■ THE TASK: When you return the data, keep every line exactly as it is and leave out the pictures.

■ RECORDED INFORMATION:
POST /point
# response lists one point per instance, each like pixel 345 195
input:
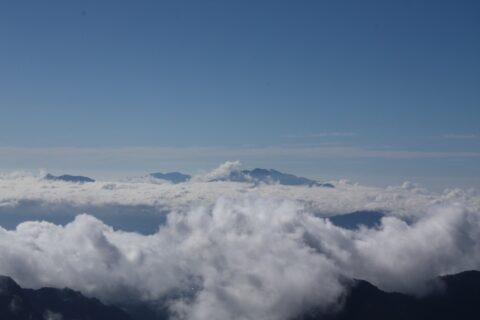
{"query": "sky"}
pixel 374 91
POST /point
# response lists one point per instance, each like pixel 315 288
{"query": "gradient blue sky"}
pixel 374 91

■ RESULT OF THE EXERCISE:
POST /point
# response lists one point per instance, each like pixel 345 195
input:
{"query": "sky"}
pixel 374 91
POST /point
# response lists one point per instance, each like pixel 315 288
{"query": "gradient blue sky"}
pixel 374 91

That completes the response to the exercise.